- _EXERCISE TASK_
Turn the lines of all the entries below into one numbered list, skipping any blank lines.
◆ ◆ ◆ ◆ ◆ ◆ ◆
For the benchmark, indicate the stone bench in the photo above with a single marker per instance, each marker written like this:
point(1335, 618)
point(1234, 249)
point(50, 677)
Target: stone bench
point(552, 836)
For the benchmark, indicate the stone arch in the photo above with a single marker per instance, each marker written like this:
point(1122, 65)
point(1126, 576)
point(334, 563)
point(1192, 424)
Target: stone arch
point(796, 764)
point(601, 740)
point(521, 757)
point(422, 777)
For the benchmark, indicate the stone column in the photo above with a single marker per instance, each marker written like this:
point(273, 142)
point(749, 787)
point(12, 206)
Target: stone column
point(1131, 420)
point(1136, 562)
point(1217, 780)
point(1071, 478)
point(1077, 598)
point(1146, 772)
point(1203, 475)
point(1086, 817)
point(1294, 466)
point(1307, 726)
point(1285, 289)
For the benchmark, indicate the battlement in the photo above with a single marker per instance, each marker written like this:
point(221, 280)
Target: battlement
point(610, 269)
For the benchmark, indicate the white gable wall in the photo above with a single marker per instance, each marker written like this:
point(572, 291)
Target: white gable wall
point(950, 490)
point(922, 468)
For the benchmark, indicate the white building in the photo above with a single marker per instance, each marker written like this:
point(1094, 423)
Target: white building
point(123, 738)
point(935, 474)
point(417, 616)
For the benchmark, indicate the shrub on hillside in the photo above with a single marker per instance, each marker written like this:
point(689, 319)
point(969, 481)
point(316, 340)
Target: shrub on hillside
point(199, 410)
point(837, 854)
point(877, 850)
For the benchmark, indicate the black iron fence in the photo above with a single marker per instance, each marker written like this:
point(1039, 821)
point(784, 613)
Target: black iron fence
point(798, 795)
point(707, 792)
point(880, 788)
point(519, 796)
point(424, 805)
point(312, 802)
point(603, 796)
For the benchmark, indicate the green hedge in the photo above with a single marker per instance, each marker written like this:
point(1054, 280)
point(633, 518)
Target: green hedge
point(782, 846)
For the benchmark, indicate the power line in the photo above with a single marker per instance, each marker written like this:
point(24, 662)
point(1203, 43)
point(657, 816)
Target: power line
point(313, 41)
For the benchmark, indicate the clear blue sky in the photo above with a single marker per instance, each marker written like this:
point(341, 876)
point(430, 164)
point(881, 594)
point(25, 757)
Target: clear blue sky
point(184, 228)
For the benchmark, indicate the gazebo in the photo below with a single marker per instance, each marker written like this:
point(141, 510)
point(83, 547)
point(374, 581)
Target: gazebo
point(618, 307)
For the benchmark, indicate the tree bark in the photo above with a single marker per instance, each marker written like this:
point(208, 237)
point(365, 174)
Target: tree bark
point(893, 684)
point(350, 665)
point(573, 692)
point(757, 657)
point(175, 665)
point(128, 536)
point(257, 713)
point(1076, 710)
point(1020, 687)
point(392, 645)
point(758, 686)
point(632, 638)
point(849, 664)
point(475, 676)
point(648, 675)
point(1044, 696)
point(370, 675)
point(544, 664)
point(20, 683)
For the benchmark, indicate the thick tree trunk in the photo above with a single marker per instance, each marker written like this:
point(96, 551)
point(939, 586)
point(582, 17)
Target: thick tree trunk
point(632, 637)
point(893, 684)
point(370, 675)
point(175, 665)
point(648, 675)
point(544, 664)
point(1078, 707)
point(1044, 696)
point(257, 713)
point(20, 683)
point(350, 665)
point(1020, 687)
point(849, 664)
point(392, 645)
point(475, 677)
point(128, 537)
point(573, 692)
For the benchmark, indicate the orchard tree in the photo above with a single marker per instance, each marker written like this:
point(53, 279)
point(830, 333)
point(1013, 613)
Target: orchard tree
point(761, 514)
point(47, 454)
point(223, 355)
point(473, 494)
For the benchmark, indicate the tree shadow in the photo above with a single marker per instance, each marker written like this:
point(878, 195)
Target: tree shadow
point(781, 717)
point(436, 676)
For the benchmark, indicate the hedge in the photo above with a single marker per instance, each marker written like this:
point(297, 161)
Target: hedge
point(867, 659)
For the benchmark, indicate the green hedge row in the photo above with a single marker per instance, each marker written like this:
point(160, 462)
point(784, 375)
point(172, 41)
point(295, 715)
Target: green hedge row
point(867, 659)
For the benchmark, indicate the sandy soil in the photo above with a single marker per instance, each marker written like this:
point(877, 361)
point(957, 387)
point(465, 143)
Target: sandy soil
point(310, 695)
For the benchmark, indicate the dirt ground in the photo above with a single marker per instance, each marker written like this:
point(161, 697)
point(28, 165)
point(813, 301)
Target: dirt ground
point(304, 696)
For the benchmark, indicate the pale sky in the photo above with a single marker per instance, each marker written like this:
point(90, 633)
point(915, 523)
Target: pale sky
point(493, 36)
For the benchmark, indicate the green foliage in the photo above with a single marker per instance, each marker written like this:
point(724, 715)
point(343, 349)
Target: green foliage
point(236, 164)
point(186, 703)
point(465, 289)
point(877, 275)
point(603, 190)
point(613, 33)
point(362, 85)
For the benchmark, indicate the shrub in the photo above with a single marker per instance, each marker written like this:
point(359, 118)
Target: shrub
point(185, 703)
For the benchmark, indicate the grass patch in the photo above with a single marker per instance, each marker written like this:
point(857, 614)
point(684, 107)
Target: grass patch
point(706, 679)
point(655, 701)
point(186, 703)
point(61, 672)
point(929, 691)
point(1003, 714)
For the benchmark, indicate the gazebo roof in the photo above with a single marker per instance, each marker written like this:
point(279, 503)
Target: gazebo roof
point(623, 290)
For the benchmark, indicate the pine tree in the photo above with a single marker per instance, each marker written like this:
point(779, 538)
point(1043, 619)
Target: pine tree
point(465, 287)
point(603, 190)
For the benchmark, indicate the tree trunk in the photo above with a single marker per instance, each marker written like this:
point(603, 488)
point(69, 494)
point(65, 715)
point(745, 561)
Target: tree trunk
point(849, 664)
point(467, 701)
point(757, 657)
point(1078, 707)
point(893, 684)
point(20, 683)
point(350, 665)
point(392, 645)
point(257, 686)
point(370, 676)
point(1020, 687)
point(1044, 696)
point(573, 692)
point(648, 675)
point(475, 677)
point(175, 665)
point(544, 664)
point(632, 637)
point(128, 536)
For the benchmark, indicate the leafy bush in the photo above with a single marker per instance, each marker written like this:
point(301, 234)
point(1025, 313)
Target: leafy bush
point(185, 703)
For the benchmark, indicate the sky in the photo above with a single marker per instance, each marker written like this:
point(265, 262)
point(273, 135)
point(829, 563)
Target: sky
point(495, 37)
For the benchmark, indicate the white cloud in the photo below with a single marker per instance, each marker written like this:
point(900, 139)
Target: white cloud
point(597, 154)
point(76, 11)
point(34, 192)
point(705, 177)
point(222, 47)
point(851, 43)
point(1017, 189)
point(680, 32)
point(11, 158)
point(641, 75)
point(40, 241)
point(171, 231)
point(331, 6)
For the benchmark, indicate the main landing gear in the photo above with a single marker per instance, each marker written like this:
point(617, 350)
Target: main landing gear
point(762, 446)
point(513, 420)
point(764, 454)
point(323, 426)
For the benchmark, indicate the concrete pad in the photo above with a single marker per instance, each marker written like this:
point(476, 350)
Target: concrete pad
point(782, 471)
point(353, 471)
◆ ◆ ◆ ◆ ◆ ◆ ◆
- _RESULT FOR THIS EXERCISE_
1. For the benchmark, indicate the stone bench in the photo above with a single marker per instance, each marker written like this:
2. point(1335, 618)
3. point(1234, 249)
4. point(50, 677)
5. Target: stone bench
6. point(552, 836)
7. For the benchmark, indicate the stone arch in the photo above with a single marker per instance, each marker written like this:
8. point(1122, 65)
9. point(1126, 576)
10. point(334, 563)
11. point(1192, 424)
12. Target: stone arch
13. point(796, 764)
14. point(601, 740)
15. point(521, 757)
16. point(422, 777)
17. For the benchmark, indicate the stone column in the photo above with a single marker per instance, each marker written like this:
18. point(273, 142)
19. point(749, 787)
20. point(12, 206)
21. Target: stone column
22. point(1131, 420)
23. point(1136, 562)
24. point(1217, 780)
25. point(1071, 478)
26. point(1077, 598)
27. point(1146, 772)
28. point(1203, 475)
29. point(1086, 817)
30. point(1294, 466)
31. point(1307, 726)
32. point(1285, 289)
33. For the benchmark, indicate the battlement in the photo above with a single marker per instance, each marker written like this:
34. point(221, 280)
35. Target: battlement
36. point(610, 269)
37. For the benchmark, indicate the white gable wall in the photo above with a single marker per instance, each marker written like this:
38. point(572, 291)
39. Target: white gable wall
40. point(950, 490)
41. point(922, 468)
42. For the benchmark, indicate the white building in the photo above with a single marker per instance, each marker written like this:
43. point(1094, 423)
44. Target: white building
45. point(123, 738)
46. point(935, 474)
47. point(417, 616)
48. For the benchmark, indicate the shrub on hillside in the photo above with a single marker per instance, each marker written like this:
49. point(689, 319)
50. point(969, 481)
51. point(316, 340)
52. Target: shrub on hillside
53. point(199, 410)
54. point(837, 854)
55. point(877, 850)
56. For the benchmark, indicate the black iron fence in the photo above with a single marker per instance, each marker written like this:
57. point(1039, 821)
58. point(784, 613)
59. Target: black iron fence
60. point(798, 795)
61. point(707, 792)
62. point(880, 788)
63. point(519, 796)
64. point(424, 805)
65. point(312, 802)
66. point(603, 796)
67. For the benchmark, indicate the green hedge in the photo above with a single marker per instance, each marker written like this:
68. point(1054, 280)
69. point(633, 518)
70. Target: green hedge
71. point(782, 846)
72. For the benchmark, indicate the power line in the photo above with a single marker per instance, each marker written like this:
73. point(24, 662)
74. point(1203, 43)
75. point(657, 816)
76. Target: power line
77. point(313, 41)
78. For the benchmark, indicate the clear blue sky in the photo above with a single marker per instance, each marker written like this:
79. point(341, 876)
80. point(430, 164)
81. point(881, 594)
82. point(25, 757)
83. Target: clear blue sky
84. point(184, 228)
85. For the benchmark, indicate the gazebo in the photo below with a single marker per instance, each marker written like this:
86. point(141, 510)
87. point(83, 547)
88. point(374, 581)
89. Target: gazebo
90. point(618, 307)
91. For the benchmark, indicate the tree bark in the photo above with a single marker per instance, each marker written like this:
92. point(208, 237)
93. point(365, 174)
94. Target: tree bark
95. point(893, 684)
96. point(350, 665)
97. point(573, 692)
98. point(757, 657)
99. point(175, 665)
100. point(128, 536)
101. point(257, 713)
102. point(1076, 710)
103. point(1020, 687)
104. point(392, 645)
105. point(758, 686)
106. point(632, 638)
107. point(849, 664)
108. point(475, 676)
109. point(648, 675)
110. point(1044, 696)
111. point(370, 675)
112. point(544, 664)
113. point(20, 683)
114. For the benchmark, indicate the thick tree trunk in the photo above with a single marker per instance, each marker written like this:
115. point(96, 551)
116. point(939, 586)
117. point(582, 17)
118. Target: thick tree trunk
119. point(632, 637)
120. point(893, 684)
121. point(370, 675)
122. point(175, 665)
123. point(648, 675)
124. point(544, 664)
125. point(1078, 707)
126. point(1044, 696)
127. point(257, 713)
128. point(20, 683)
129. point(350, 665)
130. point(1020, 687)
131. point(849, 664)
132. point(392, 645)
133. point(475, 677)
134. point(128, 537)
135. point(573, 692)
136. For the benchmark, indicate the orchard tree in the photo above with a single marker per instance, each marker written like this:
137. point(53, 279)
138. point(830, 333)
139. point(1013, 613)
140. Target: orchard tree
141. point(761, 514)
142. point(47, 454)
143. point(223, 355)
144. point(473, 494)
145. For the benchmark, indicate the tree shadow in the photo above with a single marker per instance, each marker written like this:
146. point(878, 195)
147. Target: tree shadow
148. point(781, 717)
149. point(436, 676)
150. For the benchmark, indicate the hedge in the photo above with a single marker per instance, each marker written like this:
151. point(297, 161)
152. Target: hedge
153. point(867, 659)
154. For the benchmark, indicate the green hedge row in the photo above with a single marker per instance, each marker written like this:
155. point(160, 462)
156. point(784, 375)
157. point(172, 41)
158. point(295, 715)
159. Target: green hedge row
160. point(867, 659)
161. For the benchmark, indicate the sandy soil in the photo above with a single marker per instance, each marker written like this:
162. point(877, 361)
163. point(957, 387)
164. point(465, 143)
165. Target: sandy soil
166. point(310, 695)
167. For the benchmark, indicate the dirt ground in the photo above with a single marker per instance, each marker written like this:
168. point(161, 697)
169. point(28, 165)
170. point(813, 301)
171. Target: dirt ground
172. point(304, 696)
173. For the benchmark, indicate the pale sky in the photo above with a single marker per instance, each marker written like this:
174. point(90, 633)
175. point(915, 523)
176. Target: pale sky
177. point(493, 36)
178. For the benchmark, indicate the green foliage in the photo above with a single marker per instance, each marker written like this:
179. point(724, 715)
180. point(343, 349)
181. Target: green foliage
182. point(236, 164)
183. point(186, 703)
184. point(465, 289)
185. point(877, 275)
186. point(603, 190)
187. point(613, 33)
188. point(362, 85)
189. For the benchmark, indicate the shrub in the photo above with a single marker per instance, each marker written like this:
190. point(359, 118)
191. Target: shrub
192. point(185, 703)
193. For the benchmark, indicate the grass patch in the photo above with a single marker per instance, each marker written like this:
194. point(857, 614)
195. point(684, 107)
196. Target: grass patch
197. point(706, 679)
198. point(655, 701)
199. point(186, 703)
200. point(61, 672)
201. point(929, 691)
202. point(1003, 714)
203. For the benchmark, indicate the gazebo roof in the photo above with a single marker per instance, each marker written like this:
204. point(279, 503)
205. Target: gazebo roof
206. point(623, 290)
207. For the benchmark, indicate the pine tree in the photo above with a single marker per instance, each marker written like this:
208. point(779, 538)
209. point(1043, 619)
210. Target: pine tree
211. point(465, 287)
212. point(603, 190)
213. For the benchmark, indicate the tree trunk in the photo above with a single marker per instance, each marker written like this:
214. point(603, 488)
215. point(69, 494)
216. point(65, 715)
217. point(745, 561)
218. Target: tree trunk
219. point(849, 664)
220. point(467, 701)
221. point(757, 657)
222. point(1078, 707)
223. point(893, 684)
224. point(20, 683)
225. point(350, 665)
226. point(392, 645)
227. point(257, 686)
228. point(370, 676)
229. point(1020, 687)
230. point(1044, 696)
231. point(573, 692)
232. point(648, 675)
233. point(475, 677)
234. point(175, 665)
235. point(544, 664)
236. point(632, 637)
237. point(128, 536)
238. For the benchmark, indicate the leafy bush in the photo above with a single marker per instance, each marker written like this:
239. point(301, 234)
240. point(1025, 313)
241. Target: leafy bush
242. point(185, 703)
243. For the benchmark, indicate the sky in the photo above with a single marker per instance, each marker written like this:
244. point(265, 262)
245. point(273, 135)
246. point(829, 563)
247. Target: sky
248. point(495, 37)
249. For the benchmark, indicate the white cloud in the photo below with a single marker per instance, each marker written like this:
250. point(900, 139)
251. Target: white cloud
252. point(597, 154)
253. point(76, 11)
254. point(34, 192)
255. point(705, 177)
256. point(222, 47)
257. point(851, 43)
258. point(1017, 189)
259. point(680, 32)
260. point(11, 158)
261. point(641, 75)
262. point(40, 241)
263. point(171, 231)
264. point(331, 6)
265. For the benchmark, indicate the main landing gear in the photo above with a single marker per instance, each marker written like this:
266. point(617, 350)
267. Target: main landing gear
268. point(762, 446)
269. point(513, 420)
270. point(764, 454)
271. point(323, 426)
272. For the benchmark, indicate the concrete pad in the photo above with a single marker per instance, each marker written like this:
273. point(476, 350)
274. Target: concrete pad
275. point(782, 471)
276. point(353, 471)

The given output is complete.